■ What you will do: In the race account below, what was the runner's time for the first loop?

■ Supplied passage:

========

I took this as I ran
The course made a left turn shortly thereafter to start the run back towards the start/finish. This section was a bit muddier and wet than the rest but most of it was pretty quick running until the last 1.5 miles. This last section was brutal with the climb all the way back up to the summit of the mountain and down to the aid station to finish the first loop. I hit my splits for each loop. This first one was 1:52. Hmm. I really wanted to break 6 hours today, but that wasn't giving me much room for slowing. The aid station ended up being pretty overwhelming. There was way too much stuff and I felt a little bombarded by volunteers, "What do you need? What can I get for you?" It ended up being way too much for me. I needed to space to figure out what I needed. I got some gatorade, quickly grabbed a bite size energy bar and got out of there. I couldn't find any of my food because there was so much stuff on the table. The guy who had been just ahead of me on the course stopped here at one loop. I passed Ron coming in as I headed out and told him that I kept expecting him to catch me. He said not today, as he was only doing one loop.

========

■ Data supplied:
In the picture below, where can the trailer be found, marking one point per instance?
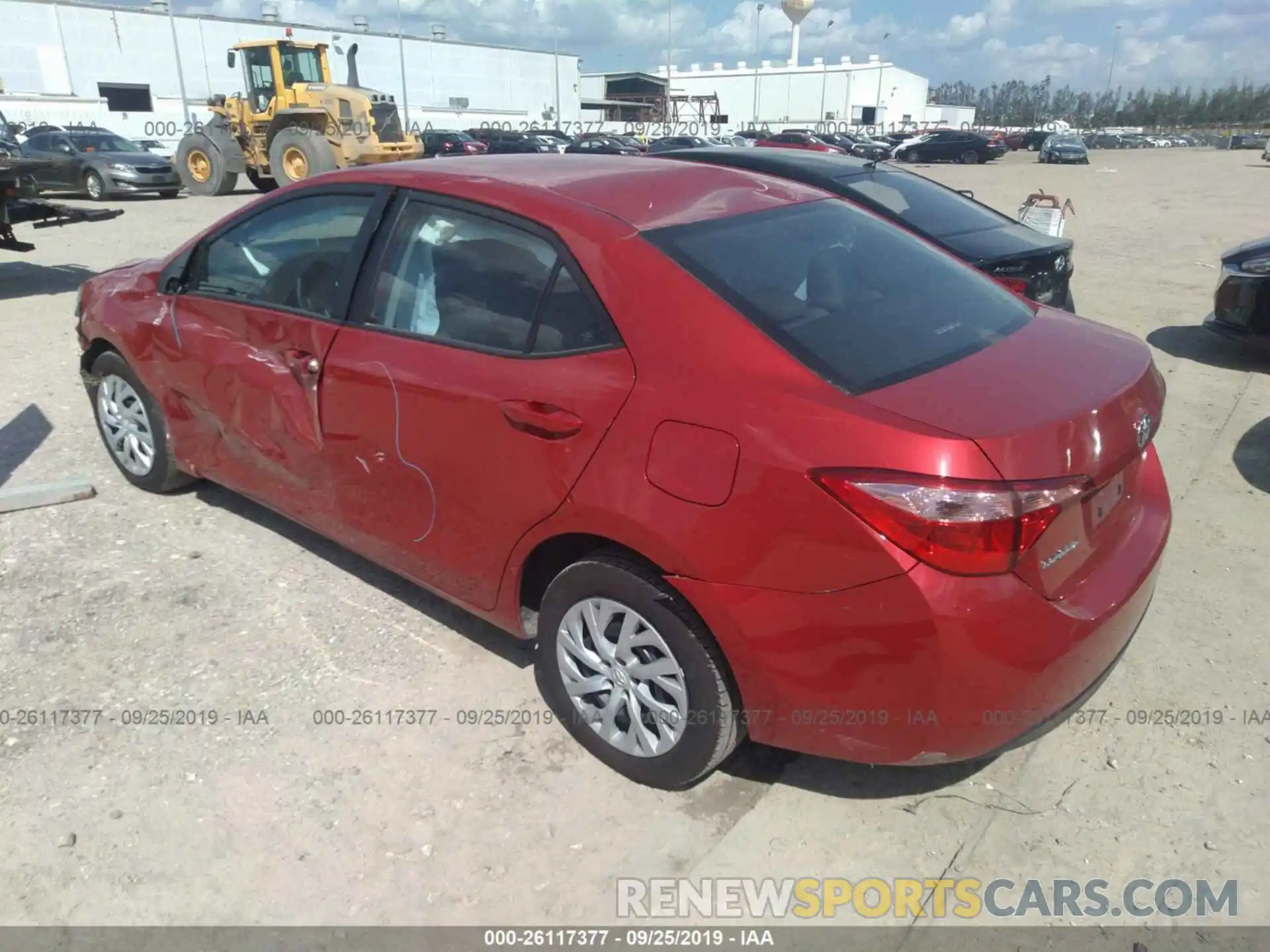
(21, 205)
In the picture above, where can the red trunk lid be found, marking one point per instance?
(1062, 397)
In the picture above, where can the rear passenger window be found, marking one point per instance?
(571, 321)
(461, 278)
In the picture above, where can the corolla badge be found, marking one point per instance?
(1142, 429)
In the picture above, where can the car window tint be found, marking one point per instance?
(855, 299)
(925, 205)
(291, 255)
(571, 321)
(461, 278)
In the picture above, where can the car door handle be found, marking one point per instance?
(540, 419)
(302, 362)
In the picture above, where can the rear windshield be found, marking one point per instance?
(925, 205)
(857, 300)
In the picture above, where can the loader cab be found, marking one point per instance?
(271, 67)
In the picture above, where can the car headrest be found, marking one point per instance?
(831, 278)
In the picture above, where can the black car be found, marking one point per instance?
(1021, 258)
(503, 143)
(443, 143)
(952, 146)
(601, 145)
(98, 163)
(672, 143)
(1241, 305)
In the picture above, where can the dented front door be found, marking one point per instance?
(251, 331)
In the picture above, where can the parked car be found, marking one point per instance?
(101, 164)
(671, 143)
(951, 146)
(800, 140)
(503, 143)
(447, 143)
(1108, 140)
(1031, 140)
(155, 147)
(1241, 305)
(1246, 141)
(603, 145)
(1064, 147)
(1025, 260)
(879, 488)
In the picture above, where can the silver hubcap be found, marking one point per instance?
(622, 677)
(126, 426)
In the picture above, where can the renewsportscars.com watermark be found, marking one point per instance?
(904, 898)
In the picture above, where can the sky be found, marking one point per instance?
(1155, 42)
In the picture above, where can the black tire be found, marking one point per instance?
(202, 168)
(263, 183)
(714, 724)
(318, 155)
(164, 475)
(95, 186)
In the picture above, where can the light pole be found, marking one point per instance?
(556, 50)
(181, 74)
(1115, 42)
(405, 95)
(882, 61)
(759, 19)
(825, 77)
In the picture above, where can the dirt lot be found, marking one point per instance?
(204, 601)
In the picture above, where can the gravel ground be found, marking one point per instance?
(204, 601)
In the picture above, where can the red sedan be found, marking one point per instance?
(742, 456)
(799, 140)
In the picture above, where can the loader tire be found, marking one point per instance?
(202, 168)
(299, 154)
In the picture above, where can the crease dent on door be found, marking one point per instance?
(429, 522)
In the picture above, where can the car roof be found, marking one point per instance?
(810, 168)
(644, 196)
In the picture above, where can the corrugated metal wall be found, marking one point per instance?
(67, 48)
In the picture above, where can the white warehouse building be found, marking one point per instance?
(117, 67)
(770, 95)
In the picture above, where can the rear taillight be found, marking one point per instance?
(964, 527)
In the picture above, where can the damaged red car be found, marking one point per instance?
(743, 457)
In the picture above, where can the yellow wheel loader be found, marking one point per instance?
(292, 122)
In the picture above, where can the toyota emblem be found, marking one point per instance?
(1142, 429)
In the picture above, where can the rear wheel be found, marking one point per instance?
(132, 427)
(202, 168)
(634, 674)
(298, 154)
(95, 186)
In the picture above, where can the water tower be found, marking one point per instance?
(796, 11)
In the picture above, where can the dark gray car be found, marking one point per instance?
(101, 164)
(1064, 147)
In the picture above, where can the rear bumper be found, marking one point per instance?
(930, 668)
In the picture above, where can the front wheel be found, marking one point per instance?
(132, 427)
(298, 154)
(634, 674)
(95, 186)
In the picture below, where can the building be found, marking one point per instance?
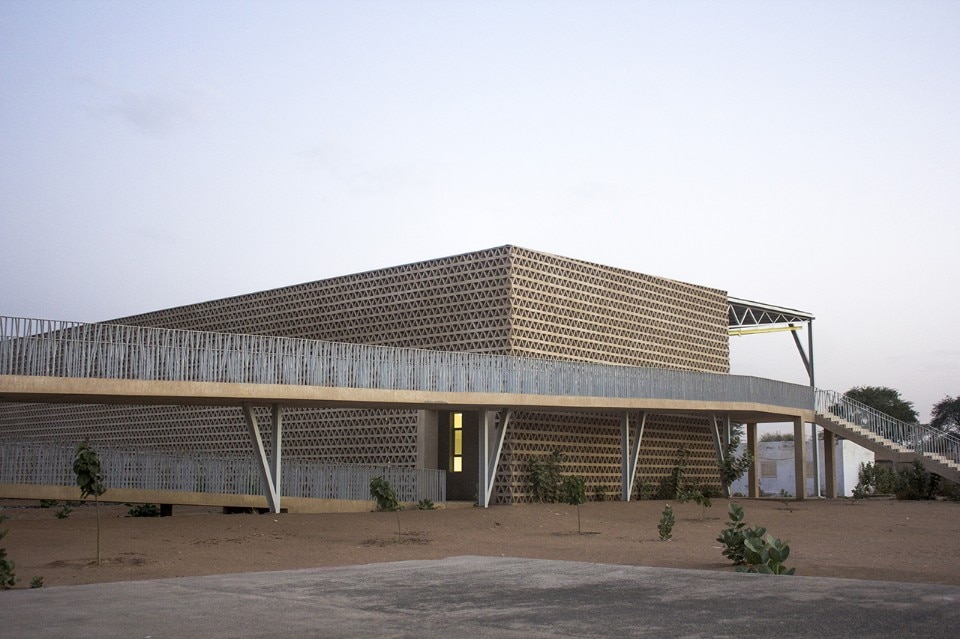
(777, 470)
(505, 300)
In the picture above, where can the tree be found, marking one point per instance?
(946, 415)
(886, 400)
(86, 466)
(573, 491)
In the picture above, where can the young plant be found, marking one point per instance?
(765, 555)
(86, 466)
(573, 491)
(667, 520)
(732, 467)
(699, 497)
(545, 478)
(672, 486)
(732, 536)
(383, 493)
(143, 510)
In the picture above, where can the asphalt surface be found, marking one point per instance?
(485, 597)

========

■ Task output: 1:52